▶ **Stated exercise**
Render this sentence from the book review below in Spanish: "The few healthy people left lock themselves in, not wanting to risk contact with strangers, no matter how dire the strangers' needs."

The year is 1348. The conflict between France and England is nothing compared to the all-out war building between good angels and fallen ones for control of heaven (though a scene in which soldiers are massacred by a rainbow of arrows is pretty horrific). Among mortals, only the girl, Delphine, knows of the cataclysm to come. Angels speak to her, issuing warnings—and a command to run. A pack of thieves is about to carry her off and rape her when she is saved by a disgraced knight, Thomas, with whom she teams on a march across the parched landscape. Survivors desperate for food have made donkey a delicacy and don't mind eating human flesh. The few healthy people left lock themselves in, not wanting to risk contact with strangers, no matter how dire the strangers' needs. To venture out at night is suicidal: Horrific forces swirl about, ravaging living forms. Lethal black clouds, tentacled water creatures and assorted monsters are comfortable in the daylight hours as well. The knight and a third fellow journeyer, a priest, have difficulty believing Delphine's visions are real, but with oblivion lurking in every shadow, they don't have any choice but to trust her. The question becomes, can she trust herself? Buehlman, who drew upon his love of Fitzgerald and Hemingway in his acclaimed Southern horror novel, Those Across the River (2011), slips effortlessly into a different kind of literary sensibility, one that doesn't scrimp on earthy humor and lyrical writing in the face of unspeakable horrors. The power of suggestion is the author's strong suit, along with first-rate storytelling talent.

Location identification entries
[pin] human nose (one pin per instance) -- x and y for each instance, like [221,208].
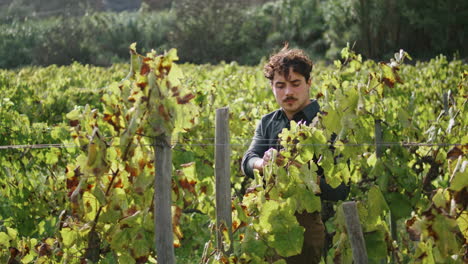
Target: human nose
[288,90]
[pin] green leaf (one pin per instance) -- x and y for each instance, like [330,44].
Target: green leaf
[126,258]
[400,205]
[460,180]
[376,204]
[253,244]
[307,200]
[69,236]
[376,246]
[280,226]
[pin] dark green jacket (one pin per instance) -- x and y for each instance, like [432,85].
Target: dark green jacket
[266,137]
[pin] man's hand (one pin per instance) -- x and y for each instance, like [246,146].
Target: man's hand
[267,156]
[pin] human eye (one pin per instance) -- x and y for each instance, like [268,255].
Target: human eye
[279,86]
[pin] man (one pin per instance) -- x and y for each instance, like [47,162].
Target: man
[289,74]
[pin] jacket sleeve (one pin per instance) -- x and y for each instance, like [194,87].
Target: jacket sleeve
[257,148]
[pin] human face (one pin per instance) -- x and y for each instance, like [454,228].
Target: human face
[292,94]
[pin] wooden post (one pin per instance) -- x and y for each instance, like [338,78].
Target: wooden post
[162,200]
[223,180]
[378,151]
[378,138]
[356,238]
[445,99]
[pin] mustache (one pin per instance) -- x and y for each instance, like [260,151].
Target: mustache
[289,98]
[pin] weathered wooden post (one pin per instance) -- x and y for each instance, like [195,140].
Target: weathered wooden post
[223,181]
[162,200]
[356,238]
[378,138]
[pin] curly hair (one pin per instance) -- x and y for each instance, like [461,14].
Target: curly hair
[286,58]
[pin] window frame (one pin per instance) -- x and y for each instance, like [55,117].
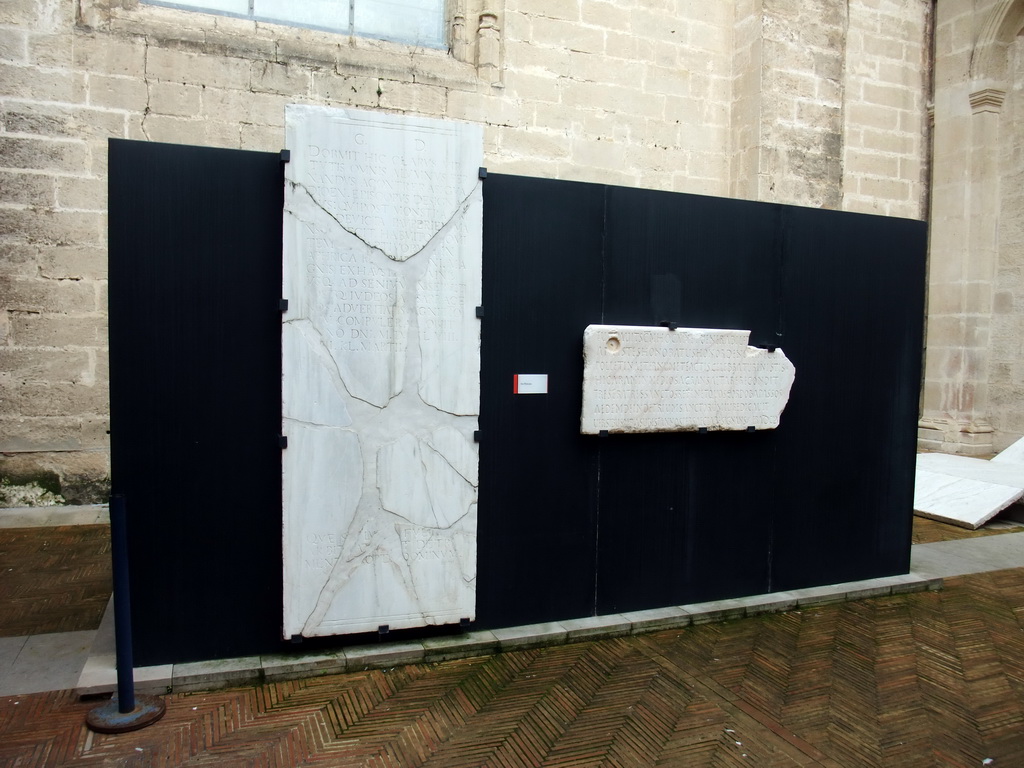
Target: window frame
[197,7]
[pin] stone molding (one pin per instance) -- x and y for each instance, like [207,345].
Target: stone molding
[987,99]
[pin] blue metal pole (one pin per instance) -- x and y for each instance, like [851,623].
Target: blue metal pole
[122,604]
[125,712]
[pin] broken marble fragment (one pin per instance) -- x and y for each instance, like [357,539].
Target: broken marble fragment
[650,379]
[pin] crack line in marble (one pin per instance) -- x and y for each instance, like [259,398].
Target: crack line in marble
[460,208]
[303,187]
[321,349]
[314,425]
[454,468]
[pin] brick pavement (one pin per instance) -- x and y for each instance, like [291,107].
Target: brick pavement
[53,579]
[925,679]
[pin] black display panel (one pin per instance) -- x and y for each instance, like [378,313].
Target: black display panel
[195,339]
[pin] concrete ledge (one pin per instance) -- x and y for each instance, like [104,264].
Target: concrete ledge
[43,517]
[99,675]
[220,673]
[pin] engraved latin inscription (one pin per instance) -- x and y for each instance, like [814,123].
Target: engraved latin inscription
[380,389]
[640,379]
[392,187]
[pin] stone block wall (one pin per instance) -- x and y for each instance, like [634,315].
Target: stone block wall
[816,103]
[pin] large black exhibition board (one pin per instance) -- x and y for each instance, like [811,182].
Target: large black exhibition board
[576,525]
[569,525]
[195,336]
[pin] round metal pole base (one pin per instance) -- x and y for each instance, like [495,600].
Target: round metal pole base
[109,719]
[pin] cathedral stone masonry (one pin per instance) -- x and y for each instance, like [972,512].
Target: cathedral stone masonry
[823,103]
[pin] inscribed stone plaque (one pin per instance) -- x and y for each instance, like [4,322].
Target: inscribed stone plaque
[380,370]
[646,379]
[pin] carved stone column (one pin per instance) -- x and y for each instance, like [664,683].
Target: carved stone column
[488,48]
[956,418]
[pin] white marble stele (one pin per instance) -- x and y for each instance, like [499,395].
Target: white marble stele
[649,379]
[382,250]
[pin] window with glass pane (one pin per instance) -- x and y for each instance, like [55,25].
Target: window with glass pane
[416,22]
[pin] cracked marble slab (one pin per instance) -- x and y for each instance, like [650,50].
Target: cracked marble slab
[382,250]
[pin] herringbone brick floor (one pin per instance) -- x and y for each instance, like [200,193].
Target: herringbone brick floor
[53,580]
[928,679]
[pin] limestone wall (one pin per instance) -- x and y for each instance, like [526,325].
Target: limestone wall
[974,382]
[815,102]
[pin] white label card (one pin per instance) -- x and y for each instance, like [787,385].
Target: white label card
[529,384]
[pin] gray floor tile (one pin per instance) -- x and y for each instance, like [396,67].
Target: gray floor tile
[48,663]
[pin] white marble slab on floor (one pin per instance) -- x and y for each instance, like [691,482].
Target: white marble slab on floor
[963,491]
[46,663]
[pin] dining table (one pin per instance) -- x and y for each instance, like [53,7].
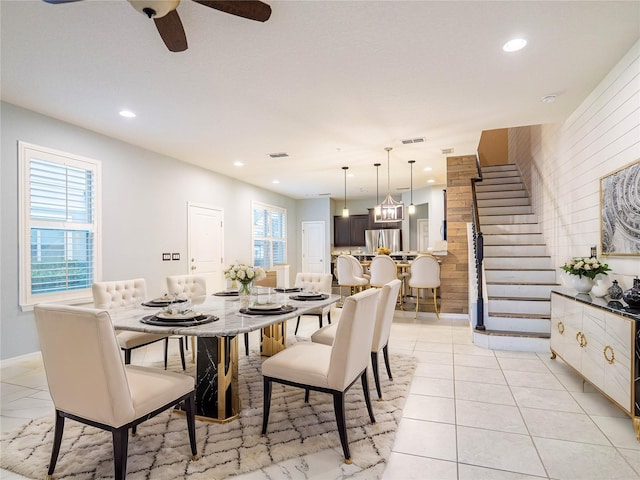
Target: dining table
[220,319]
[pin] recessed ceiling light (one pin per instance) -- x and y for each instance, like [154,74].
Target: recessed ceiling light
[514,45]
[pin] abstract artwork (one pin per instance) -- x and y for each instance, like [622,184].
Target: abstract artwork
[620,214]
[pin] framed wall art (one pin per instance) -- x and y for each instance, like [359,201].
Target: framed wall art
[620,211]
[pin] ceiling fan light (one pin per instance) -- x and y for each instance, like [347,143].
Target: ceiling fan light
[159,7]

▶ **In response**
Las pocas personas sanas que quedan se encierran, sin querer arriesgarse a tener contacto con desconocidos, por muy graves que sean las necesidades de estos.